What you should do:
Convert the lines of the items below into a JSON list of strings, one string per line, leaving out any blank lines.

=== Exercise inputs ===

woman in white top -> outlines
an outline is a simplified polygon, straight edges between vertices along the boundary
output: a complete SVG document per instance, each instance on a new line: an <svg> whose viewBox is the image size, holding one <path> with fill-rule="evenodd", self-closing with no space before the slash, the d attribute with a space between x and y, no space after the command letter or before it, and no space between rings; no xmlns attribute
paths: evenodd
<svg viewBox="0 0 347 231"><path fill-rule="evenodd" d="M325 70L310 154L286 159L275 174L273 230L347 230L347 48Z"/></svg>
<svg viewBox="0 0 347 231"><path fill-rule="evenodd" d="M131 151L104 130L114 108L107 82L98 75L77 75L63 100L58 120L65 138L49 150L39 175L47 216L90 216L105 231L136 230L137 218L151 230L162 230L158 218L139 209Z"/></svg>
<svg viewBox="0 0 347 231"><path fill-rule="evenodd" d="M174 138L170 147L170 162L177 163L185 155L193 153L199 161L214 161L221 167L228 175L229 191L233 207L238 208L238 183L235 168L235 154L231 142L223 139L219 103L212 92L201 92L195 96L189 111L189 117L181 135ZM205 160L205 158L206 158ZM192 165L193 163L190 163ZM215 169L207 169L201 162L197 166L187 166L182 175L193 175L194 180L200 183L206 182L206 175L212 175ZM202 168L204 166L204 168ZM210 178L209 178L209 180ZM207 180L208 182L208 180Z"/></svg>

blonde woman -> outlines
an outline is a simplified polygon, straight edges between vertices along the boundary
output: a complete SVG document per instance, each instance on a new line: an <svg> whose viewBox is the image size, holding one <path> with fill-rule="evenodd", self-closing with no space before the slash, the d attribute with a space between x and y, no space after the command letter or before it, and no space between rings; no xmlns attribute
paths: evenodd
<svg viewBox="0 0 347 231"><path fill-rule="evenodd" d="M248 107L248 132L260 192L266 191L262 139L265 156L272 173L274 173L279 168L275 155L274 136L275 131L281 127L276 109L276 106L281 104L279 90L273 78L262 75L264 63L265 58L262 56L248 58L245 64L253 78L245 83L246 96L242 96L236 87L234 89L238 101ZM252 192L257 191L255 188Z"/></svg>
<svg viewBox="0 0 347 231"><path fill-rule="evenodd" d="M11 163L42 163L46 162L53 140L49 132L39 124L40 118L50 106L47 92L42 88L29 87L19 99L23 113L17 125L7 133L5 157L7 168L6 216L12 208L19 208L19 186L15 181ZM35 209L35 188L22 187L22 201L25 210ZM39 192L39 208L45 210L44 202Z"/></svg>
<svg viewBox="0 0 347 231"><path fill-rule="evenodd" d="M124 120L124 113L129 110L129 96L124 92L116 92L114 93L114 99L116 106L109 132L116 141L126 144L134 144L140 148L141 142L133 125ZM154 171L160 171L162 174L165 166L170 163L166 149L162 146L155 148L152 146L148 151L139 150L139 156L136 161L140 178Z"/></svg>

===

Response to the task:
[
  "woman in white top -> outlines",
  "an outline is a simplified polygon, straight edges between vertices along the boundary",
  "output: a complete SVG document per instance, each instance on a new line: an <svg> whose viewBox is the image size, holding one <path> with fill-rule=\"evenodd\", self-closing with no space before the slash, the d attribute with a space between x and y, no space after the command letter or before it, and no space between rings; no xmlns attribute",
  "paths: evenodd",
  "<svg viewBox=\"0 0 347 231\"><path fill-rule=\"evenodd\" d=\"M325 70L310 154L286 159L275 174L273 230L347 230L347 48Z\"/></svg>",
  "<svg viewBox=\"0 0 347 231\"><path fill-rule=\"evenodd\" d=\"M131 151L104 130L114 108L107 82L98 75L77 75L63 100L58 120L65 138L49 150L39 175L47 216L90 216L105 231L136 230L137 218L151 230L162 230L158 218L139 209Z\"/></svg>",
  "<svg viewBox=\"0 0 347 231\"><path fill-rule=\"evenodd\" d=\"M174 138L170 147L170 162L177 163L185 155L193 153L199 161L214 161L221 167L228 175L229 191L233 207L238 208L238 183L235 168L235 154L231 142L223 139L219 103L212 92L201 92L195 96L189 111L189 117L181 135ZM205 160L205 158L206 158ZM192 165L193 163L190 163ZM215 169L207 169L201 162L197 166L187 166L182 175L193 175L194 180L200 183L206 182L206 175L212 175ZM202 168L204 166L204 168ZM210 178L209 178L209 180ZM207 180L208 182L208 180Z\"/></svg>",
  "blonde woman -> outlines",
  "an outline is a simplified polygon, straight edges between vertices along the boundary",
  "output: a complete SVG document per instance, each instance on a new line: an <svg> whose viewBox is the image size, holding one <path> with fill-rule=\"evenodd\", self-closing with no space before the slash, the d attribute with a space between x and y, no space after the command letter or before it, and no space between rings; no xmlns attribute",
  "paths: evenodd",
  "<svg viewBox=\"0 0 347 231\"><path fill-rule=\"evenodd\" d=\"M248 107L248 132L260 192L266 191L262 139L265 156L272 173L274 173L279 168L275 155L274 136L275 131L281 127L276 109L276 106L281 104L279 90L273 78L262 75L264 63L265 58L262 56L248 58L245 64L253 78L245 83L246 96L242 96L236 87L234 89L238 101ZM252 192L257 191L255 188Z\"/></svg>",
  "<svg viewBox=\"0 0 347 231\"><path fill-rule=\"evenodd\" d=\"M11 163L42 163L46 162L53 140L49 132L39 124L40 118L50 106L47 92L42 88L29 87L19 99L23 113L17 125L7 133L5 157L7 168L6 216L12 208L19 208L19 186L15 181ZM35 209L35 188L22 187L22 201L25 210ZM39 192L39 208L45 210L44 202Z\"/></svg>",
  "<svg viewBox=\"0 0 347 231\"><path fill-rule=\"evenodd\" d=\"M124 120L124 113L129 110L129 96L124 92L116 92L114 93L114 99L116 106L109 132L116 141L126 144L134 144L140 148L141 142L133 125ZM154 171L160 171L162 174L165 166L170 163L166 149L162 146L155 148L152 146L148 151L139 150L139 156L136 161L140 178Z\"/></svg>"
]